▶ Source text
===============
Set DEBUG=off and DTRACE=off.
(Do you run after each try `make clean` ?)


----------



## Zack (Aug 11, 2015)

talsamon said:


> Set DEBUG=off and DTRACE=off.
> (Do you run after each try `make clean` ?)


I will try this, yes I do run `make clean`


----------



## talsamon (Aug 11, 2015)

That's should it be. I try it on my machine with DEBUG=on and DTRACE=on. It causes "your" error.


----------



## Zack (Aug 11, 2015)

talsamon said:


> That's should it be. I try it on my machine with `DEBUG=on` and `DTRACE=on`. I causes "your" error.


We will have to see. Compiling on my laptop takes a bit of time


----------



## talsamon (Aug 11, 2015)
===============
▶ Set problem A
Answer these questions using the forum thread about build settings:
(i) Which two settings does talsamon say to set to off?
(ii) Does Zack run `make clean` after each try?
(iii) According to Zack, what takes a bit of time?
▶ Set problem B
Go on with the forum thread about build settings from the point where it stops, writing the next post.
The records have no connection to the forum thread about build settings.

▶ Dataset content
===============
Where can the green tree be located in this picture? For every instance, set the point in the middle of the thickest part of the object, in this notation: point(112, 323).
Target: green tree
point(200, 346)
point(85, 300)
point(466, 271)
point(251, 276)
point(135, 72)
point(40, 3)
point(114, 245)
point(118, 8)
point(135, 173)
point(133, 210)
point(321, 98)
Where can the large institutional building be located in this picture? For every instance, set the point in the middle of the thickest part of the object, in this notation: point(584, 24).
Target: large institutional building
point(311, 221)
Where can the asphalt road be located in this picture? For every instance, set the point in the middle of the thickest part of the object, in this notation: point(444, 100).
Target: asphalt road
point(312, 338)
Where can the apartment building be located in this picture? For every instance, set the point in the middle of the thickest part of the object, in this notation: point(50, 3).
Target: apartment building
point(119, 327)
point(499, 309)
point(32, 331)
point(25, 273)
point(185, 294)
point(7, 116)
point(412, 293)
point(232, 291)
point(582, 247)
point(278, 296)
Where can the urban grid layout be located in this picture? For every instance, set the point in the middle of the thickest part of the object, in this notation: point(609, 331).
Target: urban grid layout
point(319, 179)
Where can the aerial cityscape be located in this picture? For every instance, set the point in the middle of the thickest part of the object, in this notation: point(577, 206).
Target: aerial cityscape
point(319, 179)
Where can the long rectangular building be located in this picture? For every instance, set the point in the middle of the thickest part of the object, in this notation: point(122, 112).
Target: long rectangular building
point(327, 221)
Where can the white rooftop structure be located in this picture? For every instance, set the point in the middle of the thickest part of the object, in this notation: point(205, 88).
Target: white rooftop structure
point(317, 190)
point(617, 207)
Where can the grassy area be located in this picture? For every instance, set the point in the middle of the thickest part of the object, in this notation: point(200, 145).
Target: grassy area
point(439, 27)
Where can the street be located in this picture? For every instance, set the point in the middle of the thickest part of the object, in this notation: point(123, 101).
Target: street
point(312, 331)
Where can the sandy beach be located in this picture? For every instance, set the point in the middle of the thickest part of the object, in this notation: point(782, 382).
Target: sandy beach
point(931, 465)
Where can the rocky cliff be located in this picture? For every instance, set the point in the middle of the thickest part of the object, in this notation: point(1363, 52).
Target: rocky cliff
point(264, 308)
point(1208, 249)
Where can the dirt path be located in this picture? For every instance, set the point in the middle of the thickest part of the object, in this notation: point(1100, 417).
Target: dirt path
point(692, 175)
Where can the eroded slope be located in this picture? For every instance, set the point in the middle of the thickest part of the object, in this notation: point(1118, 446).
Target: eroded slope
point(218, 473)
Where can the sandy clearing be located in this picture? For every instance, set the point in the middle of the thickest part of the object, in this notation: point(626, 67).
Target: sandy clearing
===============
▶ Expected output A
(i) DEBUG and DTRACE.
(ii) Yes.
(iii) Compiling on Zack's laptop.

▶ Expected output B
Few minutes ago on http://www.freshports.org/ :



> *thunderbird 38.1.0_1* mail Mozilla Thunderbird is standalone mail and news that stands above
> *openh264 1.4.0_4* multimedia Cisco implementation of H.264 codec
> *firefox 40.0_2,1* www  Web browser based on the browser portion of Mozilla
> *firefox-esr 38.2.0_1,1* www Web browser based on the browser portion of Mozilla
> ...



Now firefox compiles  with DEBUG=on (but not with DEBUG=on and DTRACE=on - causes an other error as above).
------

Don't know if I should add this to PR 202218.


----------



## talsamon (Aug 11, 2015)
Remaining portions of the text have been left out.